→ Work required
Only one portion of the data is to be written out: from the line bearing "point(838, 156)" through the line bearing "point(307, 255)". Write it exactly as it appears.

::::

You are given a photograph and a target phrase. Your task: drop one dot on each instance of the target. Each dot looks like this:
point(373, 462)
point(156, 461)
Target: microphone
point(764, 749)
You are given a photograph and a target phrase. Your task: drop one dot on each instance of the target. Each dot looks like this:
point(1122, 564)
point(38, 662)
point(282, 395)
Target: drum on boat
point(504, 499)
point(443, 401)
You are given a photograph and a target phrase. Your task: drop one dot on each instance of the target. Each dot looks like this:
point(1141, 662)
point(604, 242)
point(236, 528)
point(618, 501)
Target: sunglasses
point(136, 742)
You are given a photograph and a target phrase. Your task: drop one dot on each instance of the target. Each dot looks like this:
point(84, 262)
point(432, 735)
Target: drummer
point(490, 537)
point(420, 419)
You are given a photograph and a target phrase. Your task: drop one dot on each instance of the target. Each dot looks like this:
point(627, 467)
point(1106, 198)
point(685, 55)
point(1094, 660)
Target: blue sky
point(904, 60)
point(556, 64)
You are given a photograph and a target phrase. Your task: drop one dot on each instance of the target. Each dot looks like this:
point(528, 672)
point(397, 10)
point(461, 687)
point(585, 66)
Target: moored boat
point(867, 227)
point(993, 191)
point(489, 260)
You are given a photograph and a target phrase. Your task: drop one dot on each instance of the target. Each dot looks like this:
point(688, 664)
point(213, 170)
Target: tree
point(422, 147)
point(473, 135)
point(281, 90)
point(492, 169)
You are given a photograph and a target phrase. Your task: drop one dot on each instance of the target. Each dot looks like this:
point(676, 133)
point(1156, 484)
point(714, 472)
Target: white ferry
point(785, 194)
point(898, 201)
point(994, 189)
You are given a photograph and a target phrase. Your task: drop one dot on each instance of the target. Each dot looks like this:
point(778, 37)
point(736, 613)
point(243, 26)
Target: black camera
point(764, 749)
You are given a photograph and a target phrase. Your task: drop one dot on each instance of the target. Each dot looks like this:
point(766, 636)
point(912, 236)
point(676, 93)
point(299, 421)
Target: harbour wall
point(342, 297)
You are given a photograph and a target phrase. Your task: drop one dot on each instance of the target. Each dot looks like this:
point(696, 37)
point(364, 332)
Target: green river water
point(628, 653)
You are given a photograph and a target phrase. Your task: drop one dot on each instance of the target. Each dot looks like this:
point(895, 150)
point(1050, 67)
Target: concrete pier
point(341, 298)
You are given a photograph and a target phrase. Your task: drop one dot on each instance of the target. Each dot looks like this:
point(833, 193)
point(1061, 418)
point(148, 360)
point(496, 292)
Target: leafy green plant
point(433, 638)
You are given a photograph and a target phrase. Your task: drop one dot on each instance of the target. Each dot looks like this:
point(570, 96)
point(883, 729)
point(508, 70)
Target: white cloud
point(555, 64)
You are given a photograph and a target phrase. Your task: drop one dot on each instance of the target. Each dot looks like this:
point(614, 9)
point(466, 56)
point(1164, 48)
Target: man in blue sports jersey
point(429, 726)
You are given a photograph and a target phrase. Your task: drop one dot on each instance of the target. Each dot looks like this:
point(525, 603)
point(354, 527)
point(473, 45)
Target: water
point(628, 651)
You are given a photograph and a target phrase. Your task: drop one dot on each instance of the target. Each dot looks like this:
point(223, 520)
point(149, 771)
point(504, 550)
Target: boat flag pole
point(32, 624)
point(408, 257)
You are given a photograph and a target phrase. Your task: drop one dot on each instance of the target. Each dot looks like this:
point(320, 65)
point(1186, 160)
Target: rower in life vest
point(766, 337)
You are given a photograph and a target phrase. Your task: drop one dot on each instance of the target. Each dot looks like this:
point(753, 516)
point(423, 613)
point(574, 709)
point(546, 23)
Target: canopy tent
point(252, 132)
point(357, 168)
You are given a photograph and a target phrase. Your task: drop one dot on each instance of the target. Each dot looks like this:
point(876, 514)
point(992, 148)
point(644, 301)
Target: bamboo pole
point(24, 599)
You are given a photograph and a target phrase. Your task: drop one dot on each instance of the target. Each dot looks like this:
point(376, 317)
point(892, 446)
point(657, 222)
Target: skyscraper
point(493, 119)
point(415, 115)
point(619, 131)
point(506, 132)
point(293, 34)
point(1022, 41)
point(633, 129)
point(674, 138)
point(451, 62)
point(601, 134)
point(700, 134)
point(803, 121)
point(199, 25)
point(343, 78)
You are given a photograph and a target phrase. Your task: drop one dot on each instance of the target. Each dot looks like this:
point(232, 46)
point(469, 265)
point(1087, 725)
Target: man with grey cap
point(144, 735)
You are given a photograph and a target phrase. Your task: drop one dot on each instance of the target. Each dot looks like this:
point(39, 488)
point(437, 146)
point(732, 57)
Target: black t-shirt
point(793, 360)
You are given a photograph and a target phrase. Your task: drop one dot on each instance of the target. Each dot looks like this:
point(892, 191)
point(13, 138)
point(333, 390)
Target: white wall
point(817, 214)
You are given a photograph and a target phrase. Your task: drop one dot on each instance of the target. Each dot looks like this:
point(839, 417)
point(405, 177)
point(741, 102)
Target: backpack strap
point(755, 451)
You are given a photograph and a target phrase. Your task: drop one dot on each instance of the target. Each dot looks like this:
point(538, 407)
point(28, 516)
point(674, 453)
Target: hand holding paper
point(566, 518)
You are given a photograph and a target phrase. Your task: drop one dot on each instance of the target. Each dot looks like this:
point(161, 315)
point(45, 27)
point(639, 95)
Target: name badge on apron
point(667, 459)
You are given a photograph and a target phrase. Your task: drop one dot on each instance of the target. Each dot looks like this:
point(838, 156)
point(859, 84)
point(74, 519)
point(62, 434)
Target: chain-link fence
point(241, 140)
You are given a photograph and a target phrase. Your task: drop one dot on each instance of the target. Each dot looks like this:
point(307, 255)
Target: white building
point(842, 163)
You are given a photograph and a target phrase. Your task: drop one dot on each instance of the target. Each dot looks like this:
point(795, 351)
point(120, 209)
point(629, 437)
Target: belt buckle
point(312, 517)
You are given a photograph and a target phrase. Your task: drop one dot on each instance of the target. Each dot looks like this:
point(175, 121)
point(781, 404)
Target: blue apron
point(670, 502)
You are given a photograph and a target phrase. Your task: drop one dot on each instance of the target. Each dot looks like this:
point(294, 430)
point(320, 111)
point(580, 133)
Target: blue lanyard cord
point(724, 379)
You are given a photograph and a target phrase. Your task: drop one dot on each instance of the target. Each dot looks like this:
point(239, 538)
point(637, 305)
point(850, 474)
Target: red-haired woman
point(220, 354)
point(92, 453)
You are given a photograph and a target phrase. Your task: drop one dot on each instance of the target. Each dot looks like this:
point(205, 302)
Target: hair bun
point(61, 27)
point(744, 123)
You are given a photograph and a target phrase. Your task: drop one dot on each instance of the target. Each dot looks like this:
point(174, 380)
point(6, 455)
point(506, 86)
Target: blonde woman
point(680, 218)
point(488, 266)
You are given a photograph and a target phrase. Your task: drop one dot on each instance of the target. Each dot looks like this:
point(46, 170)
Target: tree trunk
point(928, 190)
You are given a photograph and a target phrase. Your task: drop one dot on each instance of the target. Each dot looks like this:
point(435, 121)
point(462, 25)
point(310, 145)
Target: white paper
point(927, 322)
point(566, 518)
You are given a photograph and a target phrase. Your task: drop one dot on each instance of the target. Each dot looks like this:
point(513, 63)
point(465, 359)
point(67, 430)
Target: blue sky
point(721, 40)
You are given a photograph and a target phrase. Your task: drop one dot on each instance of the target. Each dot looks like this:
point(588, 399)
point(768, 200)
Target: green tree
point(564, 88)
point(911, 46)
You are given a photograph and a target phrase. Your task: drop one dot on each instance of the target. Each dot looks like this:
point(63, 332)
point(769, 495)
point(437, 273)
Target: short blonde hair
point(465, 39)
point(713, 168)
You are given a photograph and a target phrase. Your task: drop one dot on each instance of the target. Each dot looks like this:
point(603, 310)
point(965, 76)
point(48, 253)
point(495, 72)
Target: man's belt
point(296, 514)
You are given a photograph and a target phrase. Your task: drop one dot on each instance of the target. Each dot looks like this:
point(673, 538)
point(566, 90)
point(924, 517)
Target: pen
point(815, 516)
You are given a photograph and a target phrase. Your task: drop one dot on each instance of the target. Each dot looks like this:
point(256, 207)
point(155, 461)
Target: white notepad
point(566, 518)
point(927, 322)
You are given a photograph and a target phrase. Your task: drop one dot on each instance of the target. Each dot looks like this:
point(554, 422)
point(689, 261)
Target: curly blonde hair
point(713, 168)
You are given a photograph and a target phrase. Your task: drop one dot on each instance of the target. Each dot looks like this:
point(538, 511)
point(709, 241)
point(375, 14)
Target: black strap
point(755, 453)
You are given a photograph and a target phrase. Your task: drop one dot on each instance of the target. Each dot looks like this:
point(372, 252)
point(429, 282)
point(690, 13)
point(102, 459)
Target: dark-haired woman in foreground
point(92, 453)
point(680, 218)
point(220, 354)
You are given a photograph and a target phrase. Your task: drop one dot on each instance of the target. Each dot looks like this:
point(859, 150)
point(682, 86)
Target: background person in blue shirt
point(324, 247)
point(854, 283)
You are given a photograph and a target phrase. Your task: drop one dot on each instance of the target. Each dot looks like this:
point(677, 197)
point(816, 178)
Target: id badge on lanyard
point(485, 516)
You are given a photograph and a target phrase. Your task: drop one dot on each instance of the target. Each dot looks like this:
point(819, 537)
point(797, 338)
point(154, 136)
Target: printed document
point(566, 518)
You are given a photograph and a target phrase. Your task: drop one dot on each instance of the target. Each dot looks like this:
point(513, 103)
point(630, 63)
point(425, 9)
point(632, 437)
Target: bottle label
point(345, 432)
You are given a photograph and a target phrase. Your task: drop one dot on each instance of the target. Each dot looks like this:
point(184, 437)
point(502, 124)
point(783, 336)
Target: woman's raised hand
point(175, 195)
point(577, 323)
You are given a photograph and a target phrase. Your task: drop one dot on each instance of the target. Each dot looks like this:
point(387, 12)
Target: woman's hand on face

::::

→ Answer to this task
point(838, 156)
point(859, 84)
point(74, 519)
point(62, 434)
Target: chain-link fence
point(241, 140)
You are given a photograph and a target phrase. Your task: drop one dot on each instance of the target. Each dot looks like this:
point(307, 255)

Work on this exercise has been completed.